═══ Exercise material

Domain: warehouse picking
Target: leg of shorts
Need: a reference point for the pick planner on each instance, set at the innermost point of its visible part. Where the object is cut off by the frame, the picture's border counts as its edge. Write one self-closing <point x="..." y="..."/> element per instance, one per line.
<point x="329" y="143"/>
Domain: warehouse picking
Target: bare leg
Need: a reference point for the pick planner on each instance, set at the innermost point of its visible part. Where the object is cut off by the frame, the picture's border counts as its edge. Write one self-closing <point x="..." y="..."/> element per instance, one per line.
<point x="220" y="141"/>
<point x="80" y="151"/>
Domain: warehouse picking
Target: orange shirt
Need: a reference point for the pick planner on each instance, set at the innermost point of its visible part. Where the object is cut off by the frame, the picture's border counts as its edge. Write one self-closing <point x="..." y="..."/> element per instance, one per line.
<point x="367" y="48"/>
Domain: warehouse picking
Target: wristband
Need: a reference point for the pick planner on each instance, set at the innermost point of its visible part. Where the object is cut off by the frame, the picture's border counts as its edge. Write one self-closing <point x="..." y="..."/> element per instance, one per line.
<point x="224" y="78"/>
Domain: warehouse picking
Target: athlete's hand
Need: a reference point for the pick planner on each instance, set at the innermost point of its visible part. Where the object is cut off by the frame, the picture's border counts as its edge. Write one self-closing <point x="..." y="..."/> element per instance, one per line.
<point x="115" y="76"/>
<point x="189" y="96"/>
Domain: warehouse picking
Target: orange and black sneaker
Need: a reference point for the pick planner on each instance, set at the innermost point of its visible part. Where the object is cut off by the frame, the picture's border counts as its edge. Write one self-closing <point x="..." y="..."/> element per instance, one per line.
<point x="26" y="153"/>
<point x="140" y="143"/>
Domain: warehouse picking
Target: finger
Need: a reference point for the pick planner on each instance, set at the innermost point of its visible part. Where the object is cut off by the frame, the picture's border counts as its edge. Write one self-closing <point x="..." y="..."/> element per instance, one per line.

══════

◆ What is required
Repeat the material from above exactly, word for word.

◆ Result
Domain: warehouse picking
Target: leg of shorts
Need: a reference point for the pick planner on each instance, set at the innermost point of its visible part. Where the object is cut off by the frame, the picture's border counts as its edge. Write one self-closing <point x="..." y="..."/> element per instance, one per line.
<point x="329" y="143"/>
Domain: warehouse picking
Target: bare leg
Need: a reference point for the pick planner on each instance, set at the innermost point of its visible part. Where the object is cut off by the frame, the picture's border counts as its edge. Write one self-closing <point x="..." y="..."/> element per instance, one per line.
<point x="220" y="141"/>
<point x="80" y="151"/>
Domain: warehouse picking
Target: orange shirt
Need: a reference point for the pick planner on each instance, set at the innermost point of its visible part. Where the object is cut off by the frame, the picture's border counts as its edge. Write one self-closing <point x="..." y="..."/> element per instance, one per line.
<point x="367" y="48"/>
Domain: warehouse picking
Target: wristband
Need: a reference point for the pick planner on each instance, set at the innermost point of its visible part. Where the object is cut off by the frame, the picture's border counts as its edge. Write one self-closing <point x="..." y="..."/> element per instance, one per line.
<point x="224" y="78"/>
Domain: warehouse picking
Target: athlete's hand
Need: a reference point for the pick planner on each instance, set at the innermost point of its visible part. Where the object is cut off by the frame, the picture's border counts as its edge. Write one self-closing <point x="..." y="..."/> element per instance, one per line.
<point x="115" y="76"/>
<point x="189" y="96"/>
Domain: warehouse picking
Target: orange and black sneaker
Need: a reference point for the pick planner on each instance, set at the innermost point of its visible part. Where the object is cut off by the frame, the picture's border counts as its edge. Write one self-closing <point x="..." y="..."/> element per instance, one per line.
<point x="26" y="153"/>
<point x="140" y="143"/>
Domain: warehouse picking
Target: finger
Need: a reference point for the pick planner on each instance, set at the innermost point of its visible part. Where the object is cut off by the frame, the picture's border counts as its edge. Write one self-closing <point x="..." y="..."/> element per instance, one per line.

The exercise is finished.